▶ Passage given

-=-=-

I discovered the perfect Christmas present at work the other day after eating fish and chips too fast. I was wearing too many layers for the office, where heating is pumped from unusual angles bringing with it the smell of lasagne or sewer, and I was sweating. Partly, it was the layers, partly it was the meeting due in five minutes, which was about the future of our jobs, and I was in a rush to get a seat at our possible execution. By the sinks I removed a jumper and washed my hands, and joined my colleagues in a bright glass room. But, as the meeting began and my hands became fists, I realised something awful. I was missing a ring from my little finger. It was small and silver, in the shape of a tiny safety pin – I’d bought it 20 years ago on my first week at work and worn it every day since. Its loss struck me as ominous.

I am largely anti-Christmas present. I write this as a person who has helped compile numerous magazine gift guides, blithely sticking a cashmere sock beside, perhaps, organic sausages containing the Tibetan goat they were sheared from, beside a coffee table book about fonts, beside a hairclip in the shape of Ruth Bader Ginsburg and, for the dads, a rake. The guides have come to open up for me a crack of dissatisfaction that creaks wider with every caviar cookbook, every feminist earmuff. I write this as a person, too, for whom shopping has come to feel like a treacherous bloodsport, a person who once took shelter in the Greggs concession upstairs at Primark and had to drop a pin so friends could organise a welfare check.

-=-=-

▶ Your tasks
1. In the passage about the lost ring, what shape was the ring?
2. Reproduce every one of the rows below verbatim, line by line.

-=-=-

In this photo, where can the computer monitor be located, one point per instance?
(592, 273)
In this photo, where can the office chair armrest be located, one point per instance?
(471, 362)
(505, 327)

-=-=-

▶ Results
1. A tiny safety pin.

2.
In this photo, where can the computer monitor be located, one point per instance?
(592, 273)
In this photo, where can the office chair armrest be located, one point per instance?
(471, 362)
(505, 327)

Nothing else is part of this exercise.